[Requirements]:
• a. Using the interview on private debt, decide whether each statement agrees with it: (i) the company was founded in 2018; (ii) the speaker worked in traditional finance for more than five years; (iii) the private debt industry runs mostly on specialized software. Answer yes or no for each, quoting the deciding words of the interview.
• b. Please rewrite the listing as a numbered list, from its start through the line containing "162 52 L 53", skipping blank lines and leaving out the pictures.

What is your background?
I started ‘play’ investing at age 8, my first taste of trading and finance. After college, I joined Merrill Lynch - in 2009, certainly an interesting time to start out! After less than three years in traditional finance, bouncing between Merrill, Bank of America, and BlackRock, I grew bored of the industry and its lack of innovation. I naturally gravitated towards the startup ecosystem in New York, which in 2012 was really starting to take off, and built Lumenary, a consulting company that helped other early-stage startups build their companies. We provided the product, marketing, branding, and engineering expertise to help companies at their most critical stage. Some of our clients became really well known, including companies such as BlockFi in the crypto wealth management space. At that point, I realized that, for the right idea at the right time, we had the team, the knowledge, and the network to be able to build a successful venture-backed company.
What problem are you solving? Did you face it personally?
The private debt market is more than $7T today and growing rapidly - as one of the fastest-growing asset classes in private capital markets; it is seeing heavy investor demand. Even more impressively, it has reached this size and scale without having much in the way of any technology. The industry operates almost exclusively on Excel, phone calls, and emails. Percent’s mission is to bring public market efficiencies through market standards and data standards, wrapped up in a single comprehensive platform facing all transaction participants to push this market to new heights.
Percent is using innovative technology to reinvent the private debt industry. We’ve tackled everything from standardizing deal structures to make comparisons and risk assessments possible to normalizing data across asset classes and improving reporting to bring more transparency and insight to the market. We’ve created efficient, automated workflows that connect the three sides of the market to drive efficiency and get more deals done more quickly, at a fraction of the cost.
I believe this market will continue to grow with the same types of market and data standards and credit protections that exist in the public debt market combined with transparent, efficient, and standardized processes.
Who we are today and what we do definitely evolved from my own personal pain points. As is the case with most startups, where you start isn’t where you end, and our trajectory has very much been shaped by the market. When we were founded in 2018, we saw a gap in the market for an alternative investment platform that gave investors optionality - shorter duration investments, lower minimums, all at comparable yields. As we started to do more and more of these transactions, we realized the real opportunity was in building the infrastructure to power these transactions since there were no tools available to track an order book, manage compliance, or even monitor the performance of these assets. We discovered these problems only after launching our initial idea, but by identifying them, we have been able to evolve and adapt our business model to what it is today.
What is your solution?

[Provided entries]:

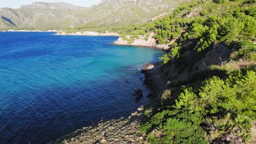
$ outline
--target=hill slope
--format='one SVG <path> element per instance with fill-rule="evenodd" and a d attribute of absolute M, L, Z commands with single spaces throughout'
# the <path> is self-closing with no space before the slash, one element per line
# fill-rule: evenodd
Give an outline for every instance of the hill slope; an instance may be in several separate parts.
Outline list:
<path fill-rule="evenodd" d="M 153 22 L 113 29 L 131 43 L 153 34 L 168 45 L 162 63 L 142 71 L 153 100 L 132 114 L 136 122 L 102 123 L 56 143 L 254 143 L 255 14 L 255 0 L 195 0 Z"/>
<path fill-rule="evenodd" d="M 72 29 L 138 24 L 150 21 L 178 3 L 177 0 L 110 0 L 83 8 L 65 3 L 37 2 L 16 9 L 0 9 L 0 29 Z"/>

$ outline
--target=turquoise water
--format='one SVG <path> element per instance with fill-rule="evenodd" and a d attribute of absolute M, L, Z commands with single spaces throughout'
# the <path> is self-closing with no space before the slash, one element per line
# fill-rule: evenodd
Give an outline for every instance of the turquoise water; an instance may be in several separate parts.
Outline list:
<path fill-rule="evenodd" d="M 162 52 L 53 34 L 0 32 L 1 143 L 45 143 L 148 100 L 140 69 Z"/>

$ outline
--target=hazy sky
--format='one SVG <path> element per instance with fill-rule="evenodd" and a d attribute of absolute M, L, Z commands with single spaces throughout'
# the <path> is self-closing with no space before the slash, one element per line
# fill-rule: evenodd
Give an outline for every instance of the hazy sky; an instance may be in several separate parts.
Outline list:
<path fill-rule="evenodd" d="M 22 5 L 30 4 L 33 2 L 66 2 L 78 6 L 88 7 L 97 4 L 100 0 L 0 0 L 0 8 L 19 8 Z"/>

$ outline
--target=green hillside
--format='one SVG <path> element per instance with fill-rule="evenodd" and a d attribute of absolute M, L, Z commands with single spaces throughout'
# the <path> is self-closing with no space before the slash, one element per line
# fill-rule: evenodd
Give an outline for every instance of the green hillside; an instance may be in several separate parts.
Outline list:
<path fill-rule="evenodd" d="M 152 89 L 165 86 L 144 112 L 149 143 L 253 143 L 255 14 L 254 0 L 192 1 L 153 22 L 113 29 L 131 41 L 153 32 L 170 44 L 160 79 L 148 80 Z"/>

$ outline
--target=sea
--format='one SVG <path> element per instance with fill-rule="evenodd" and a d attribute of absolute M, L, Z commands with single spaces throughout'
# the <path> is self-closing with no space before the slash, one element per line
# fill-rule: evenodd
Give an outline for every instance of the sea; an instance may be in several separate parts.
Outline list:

[Answer set]:
• a.
(i) Yes: "When we were founded in 2018"
(ii) No: "After less than three years in traditional finance"
(iii) No: "The industry operates almost exclusively on Excel, phone calls, and emails."

• b.
1. $ outline
2. --target=hill slope
3. --format='one SVG <path> element per instance with fill-rule="evenodd" and a d attribute of absolute M, L, Z commands with single spaces throughout'
4. # the <path> is self-closing with no space before the slash, one element per line
5. # fill-rule: evenodd
6. Give an outline for every instance of the hill slope; an instance may be in several separate parts.
7. Outline list:
8. <path fill-rule="evenodd" d="M 153 22 L 113 29 L 131 43 L 153 34 L 168 45 L 162 63 L 142 71 L 153 100 L 132 114 L 136 122 L 102 123 L 56 143 L 254 143 L 255 14 L 255 0 L 195 0 Z"/>
9. <path fill-rule="evenodd" d="M 72 29 L 138 24 L 150 21 L 178 3 L 177 0 L 110 0 L 83 8 L 65 3 L 37 2 L 16 9 L 0 9 L 0 29 Z"/>
10. $ outline
11. --target=turquoise water
12. --format='one SVG <path> element per instance with fill-rule="evenodd" and a d attribute of absolute M, L, Z commands with single spaces throughout'
13. # the <path> is self-closing with no space before the slash, one element per line
14. # fill-rule: evenodd
15. Give an outline for every instance of the turquoise water; an instance may be in several separate parts.
16. Outline list:
17. <path fill-rule="evenodd" d="M 162 52 L 53 34 L 0 32 L 1 143 L 45 143 L 148 100 L 140 69 Z"/>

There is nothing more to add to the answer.